Object position labeling entries
--- start ---

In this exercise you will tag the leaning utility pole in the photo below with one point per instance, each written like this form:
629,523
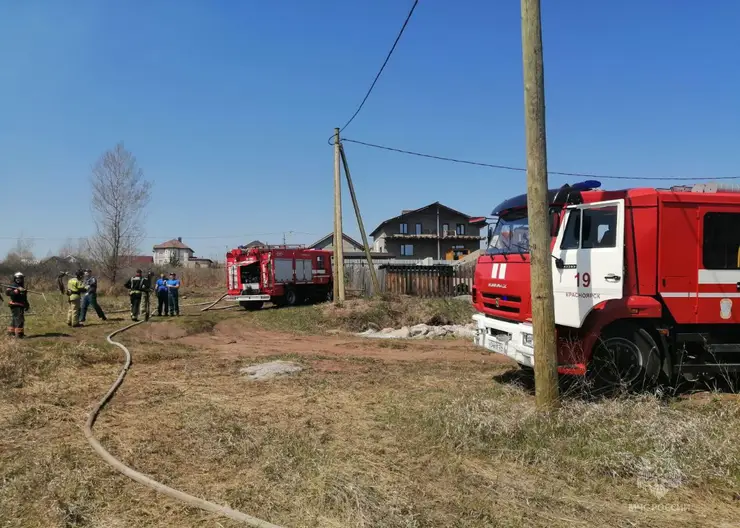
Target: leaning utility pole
338,268
360,224
543,310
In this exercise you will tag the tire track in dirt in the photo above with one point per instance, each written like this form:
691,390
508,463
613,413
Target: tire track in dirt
234,339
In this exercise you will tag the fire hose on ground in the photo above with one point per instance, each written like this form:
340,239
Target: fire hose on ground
140,477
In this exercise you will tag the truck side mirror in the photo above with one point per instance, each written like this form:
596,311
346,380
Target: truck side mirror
554,224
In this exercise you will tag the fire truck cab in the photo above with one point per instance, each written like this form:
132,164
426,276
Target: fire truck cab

--- end ---

The problem
Retype all the records shown above, character for character. Omit every picture.

Response to the exercise
In this exercise you will tag the leaning utility pole in the photo below with one point per instance, each written like this form:
629,523
Target: leaning utility pole
338,268
360,224
543,310
In this exercise you will tag the tire track in dirt in the photo above with one point per instance, each written like this form:
691,390
508,463
613,413
Target: tire track in dirt
234,339
In this exercise you will tag the fire hose on ground in the photo above with one point per instance, each written like this form:
340,239
Target: fire hose on ground
140,477
In this exercise you will tag the truck side mirror in the photo above with one point per instance, each written like this form:
596,311
346,380
Target: truck side mirror
554,224
In this exercise you will tag the fire truck cab in the photo above with one point per instance, each written like this form:
132,164
426,276
Target: fire truck cab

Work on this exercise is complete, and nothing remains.